> TASKS AND EXERCISES
A: In the KanZeOn news text, duplicate everything from "The ever energetic" down to "them all enough.".
B: Translate this sentence from the KanZeOn news text into Spanish: "We were also happy to have the opportunity to do an interview for the Hanoi Grapevine website."
C: According to the KanZeOn news text, on what date did the KanZeOn project's DVD/CD release arrive?

— begin TEXT PASSAGE —

This is very much a festival of choice films and rare viewing opportunities for the Japan fanatic as well as some mighty fine sake at the bar.

Our screening was followed by the usual Q&A with the audience, and this time I dedicated the screening to co-KanZeOn creator Neil’s young son, who is just one year old – Neil had been unable to attend the first Dutch screening last year as they awaited his birth and this time round he was absent too so it felt only fair to send a long distance message!

We left Rotterdam the next morning from our exotic room in the Hotel Bazar which, if you ever visit the city, is a magickal place to stay.

Driving to Amsterdam I was completely unprepared for the venue for the next screening as part of the Buddhist Film Festival Europe  The Eye, Amsterdam’s new film museum resembles more of a spaceship than any cinema I have ever seen.

Hosting 4 screens, a huge exhibition space, a basement interactive film archive and simply gorgeous open plan spaces, I was thrilled and humbled we would be able to show our modest work here.

The ever energetic and calm Sarah Payton and Babeth van Loo (who had seen the film in London in April and invited us over) took great care of us, and indeed everyone, at the festival. One thing that makes these trips so memorable is such positive and welcoming hosts, and we can’t thank them all enough.

After the screening with a very generous audience there was a final opportunity to have a fascinating chat with master calligrapher Kazuaki Tanahashi. It was a discussion that could have gone on all night but eventually we had to drift back on the ferry to our hotel, filled with positive emotions and the sense that KanZeOn is still full of surprises as it continues to take us on these unexpected journeys.

photos by Yolanda (http://thehumanspy.blogspot.co.uk/) and Tim

KanZeOn Soundtrack on BBC Radio 3 Late Junction / ReInspirations mix

Following a piece from the KanZeOn Soundtrack having been played by Nick Luscombe on his recent Late Junction show for BBC Radio 3, he has also been kind enough to host the following mix on his Flomotion Radio website. Here it is as an mp3 if you might wish to download it.

Many thanks to Nick for his support, and we can heartily recommend his musicity project, which explores the intersection between music and place in cities around the world, including London and Tokyo.

Screening in Vietnam / Interview

We are very grateful to The Onion Cellar and the Japan Foundation Vietnam office for including a screening of KanZeOn in their recent Oto/Eiga series of films on Japanese music.

We were also happy to have the opportunity to do an interview for the Hanoi Grapevine website.


KanZeOn DVD/CD released

We are delighted to announce the release date of the KanZeOn project on DVD/CD has finally arrived today, the 1st of August 2012.
For full details of the package, contents and order details go to http://www.kanzeonthemovie.com/dvd

The KanZeOn project DVD/CD release is coming

We are delighted to announce that the complete KanZeOn project is due for release early August 2012 in a special double disc DVD/CD edition.

Since its release in 2011, KanZeOn has played on four continents and continues to find audiences around the world. With this special 2 disc release, the complete project is presented in one beautiful package.

— end TEXT PASSAGE —
— begin INFORMATION SUPPLIED —

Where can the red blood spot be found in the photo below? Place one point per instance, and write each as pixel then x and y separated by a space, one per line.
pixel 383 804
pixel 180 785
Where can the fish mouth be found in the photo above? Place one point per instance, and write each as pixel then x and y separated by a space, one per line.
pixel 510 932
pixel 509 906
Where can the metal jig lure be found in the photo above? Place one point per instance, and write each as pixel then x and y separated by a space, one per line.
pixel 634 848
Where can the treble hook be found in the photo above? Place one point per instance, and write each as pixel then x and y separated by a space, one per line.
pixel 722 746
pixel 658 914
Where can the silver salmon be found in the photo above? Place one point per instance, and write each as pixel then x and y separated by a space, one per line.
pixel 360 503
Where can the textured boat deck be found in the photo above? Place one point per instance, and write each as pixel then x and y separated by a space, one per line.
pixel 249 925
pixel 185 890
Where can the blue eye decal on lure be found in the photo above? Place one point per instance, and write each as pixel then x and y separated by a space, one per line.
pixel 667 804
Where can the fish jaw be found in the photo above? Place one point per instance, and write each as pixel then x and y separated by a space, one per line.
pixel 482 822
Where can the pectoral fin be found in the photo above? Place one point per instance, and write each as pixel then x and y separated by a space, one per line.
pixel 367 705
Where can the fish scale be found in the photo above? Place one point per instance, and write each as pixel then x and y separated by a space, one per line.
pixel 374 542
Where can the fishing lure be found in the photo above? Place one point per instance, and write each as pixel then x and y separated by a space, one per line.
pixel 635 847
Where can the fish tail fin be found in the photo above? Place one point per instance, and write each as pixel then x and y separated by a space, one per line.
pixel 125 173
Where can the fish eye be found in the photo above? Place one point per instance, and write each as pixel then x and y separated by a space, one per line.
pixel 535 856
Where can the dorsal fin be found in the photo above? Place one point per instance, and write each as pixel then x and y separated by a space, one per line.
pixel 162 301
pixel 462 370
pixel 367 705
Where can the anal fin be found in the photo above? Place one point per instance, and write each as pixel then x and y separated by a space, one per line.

— end INFORMATION SUPPLIED —

> SOLUTIONS FOR EACH TASK
A:
The ever energetic and calm Sarah Payton and Babeth van Loo (who had seen the film in London in April and invited us over) took great care of us, and indeed everyone, at the festival. One thing that makes these trips so memorable is such positive and welcoming hosts, and we can’t thank them all enough.

B: También nos alegró tener la oportunidad de hacer una entrevista para el sitio web Hanoi Grapevine.

C: The 1st of August 2012.